Перевод главы "The Politics of Intelligence" из книги "Right-wing Women: The Politics of Domesticated Females" (с сокращениями; выпущены стр. 40-43). Оригинал перевода можно найти здесь Благодарю caballo_marino за любезно предоставленную помощь в редакторской правке.


Почему жизнь так трагична; всего лишь полоска тротуара над пропастью. Я заглянула вниз; у меня закружилась голова; не знаю, как сумею дойти до конца… Ощущение бессилия: лед не растопить.— Вирджиния Вульф, «Дневник писательницы», 25 октября 1920 года

Мужчины ненавидят ум в женщинах. Он не должен воспламенять и не должен обжигать; не должен пылать, охваченный безрассудством, и выгорать, обращаясь в пепел. Он не должен быть холодным, рациональным, отстраненным; теплому чреву не cнести ледяного бесстрастия блестящего ума. Он не должен быть кипучим и не должен быть мрачным; не должен быть ничем таким, что не приведет к рождению детей или бл...ству. Он не должен быть тем, что, собственно, и есть ум: энергией человеческого разума, самостоятельно действующего в этом мире и напрямую влияющего на него.

«Поистине, — пишет Норман Мейлер, — не думаю, что когда-нибудь появится по-настоящему интересная женщина-писательница, если только однажды первая шлюха не займется услугами секса по телефону и не расскажет свою историю». И Мейлер здесь по-своему добр к нам, поскольку допускает в шлюхе способность знать, если не рассказать: она что-то узнала на собственном опыте, и эта ее история заслуживает интереса. «Гений, — заметила Эдит Уортон в более прагматичном ключе, — вещь довольно бесполезная для женщины, которая не умеет сделать прическу».

Ум — это вид энергии; сила, что рвется наружу, во внешний мир. Он заявляет о себе не однажды, но беспрерывно. Он любопытен, проницателен. Лишенный света общественной жизни, дискурса и деятельности, он умирает. Сфера его деятельности не может ограничиваться вышиванием, надраиванием унитазов или франтовством. Ему необходим отклик, возможность показать себя, ощутимые результаты. Ум не может провести всю жизнь в бездействии и уединении. Отрезанный от внешнего мира, спрятанный, он чахнет и умирает. Можно приносить ему мир извне; он способен выживать на хлебе и воде, заключенный в тюремную камеру — но лишь выживать, не более того.

Флоренс Найтингейл в своем феминистском трактате «Кассандра» писала, что ум в женщинах умирает последним: желания, мечты, жажда действия и любовь уходят раньше. Ум держится дольше всех, поскольку способен выжить на сущих крохах: фрагментах мира, которые приносят ему мужья, сыновья, незнакомцы, а в наше время — телевизор или какая-нибудь случайная кинокартина.

В заточении ум начинает изводить сам себя и оборачивается кошмаром. В изоляции он становится обузой и мучением. Лишенный пищи, ум начинает походить на вспученный живот умирающего от голода ребенка: он раздут, но в нем нет ничего, что тело могло бы усвоить. Его разносит, как желудок голодающего, по мере того, как скелет ссыхается, а кости гнутся и ломаются под собственным весом. Он схватится за что угодно, лишь бы утолить этот голод, набросится на что угодно, вопьется зубами во что угодно, проглотит что угодно.

(Показанные записи)
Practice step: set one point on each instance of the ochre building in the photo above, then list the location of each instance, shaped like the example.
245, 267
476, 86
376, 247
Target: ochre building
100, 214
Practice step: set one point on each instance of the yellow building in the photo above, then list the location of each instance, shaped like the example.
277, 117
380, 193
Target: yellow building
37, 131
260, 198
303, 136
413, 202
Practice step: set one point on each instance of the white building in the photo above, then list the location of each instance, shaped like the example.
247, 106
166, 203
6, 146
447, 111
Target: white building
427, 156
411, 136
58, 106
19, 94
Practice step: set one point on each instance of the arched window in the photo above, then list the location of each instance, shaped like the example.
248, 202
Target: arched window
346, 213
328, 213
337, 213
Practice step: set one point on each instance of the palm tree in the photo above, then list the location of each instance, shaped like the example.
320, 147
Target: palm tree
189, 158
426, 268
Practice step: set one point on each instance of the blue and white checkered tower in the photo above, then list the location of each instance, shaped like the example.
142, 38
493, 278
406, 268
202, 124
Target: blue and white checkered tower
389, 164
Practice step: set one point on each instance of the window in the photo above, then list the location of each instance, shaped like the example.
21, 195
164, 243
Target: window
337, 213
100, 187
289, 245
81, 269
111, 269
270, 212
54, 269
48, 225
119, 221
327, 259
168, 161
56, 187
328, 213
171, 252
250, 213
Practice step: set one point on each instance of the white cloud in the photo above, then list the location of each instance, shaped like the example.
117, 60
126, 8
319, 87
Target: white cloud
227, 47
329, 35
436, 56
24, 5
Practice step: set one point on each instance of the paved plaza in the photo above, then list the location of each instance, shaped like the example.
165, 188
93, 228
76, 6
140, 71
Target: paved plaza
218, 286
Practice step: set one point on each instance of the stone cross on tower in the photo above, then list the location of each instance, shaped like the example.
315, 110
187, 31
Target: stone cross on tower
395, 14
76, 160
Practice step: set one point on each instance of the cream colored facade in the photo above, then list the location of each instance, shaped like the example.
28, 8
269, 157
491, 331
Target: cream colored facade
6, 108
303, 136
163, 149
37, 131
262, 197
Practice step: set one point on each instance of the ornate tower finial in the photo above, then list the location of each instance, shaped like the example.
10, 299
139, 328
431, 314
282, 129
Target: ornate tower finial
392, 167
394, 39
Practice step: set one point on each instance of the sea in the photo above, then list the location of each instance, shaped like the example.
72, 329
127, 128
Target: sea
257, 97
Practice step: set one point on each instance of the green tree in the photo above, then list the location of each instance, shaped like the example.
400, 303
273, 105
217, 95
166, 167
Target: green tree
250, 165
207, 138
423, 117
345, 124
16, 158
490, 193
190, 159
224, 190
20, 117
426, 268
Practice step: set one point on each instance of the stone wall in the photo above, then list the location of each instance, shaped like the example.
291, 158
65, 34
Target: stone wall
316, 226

(Задание 1) В каком произведении Флоренс Найтингейл, согласно исходному тексту, писала, что ум в женщинах умирает последним?
(Задание 2) Сообщите, в скольких строках листинга встречается слово «green». Регистр учитывается, в ответе должно быть только число.

(Ответ 1) В феминистском трактате «Кассандра».

(Ответ 2) 2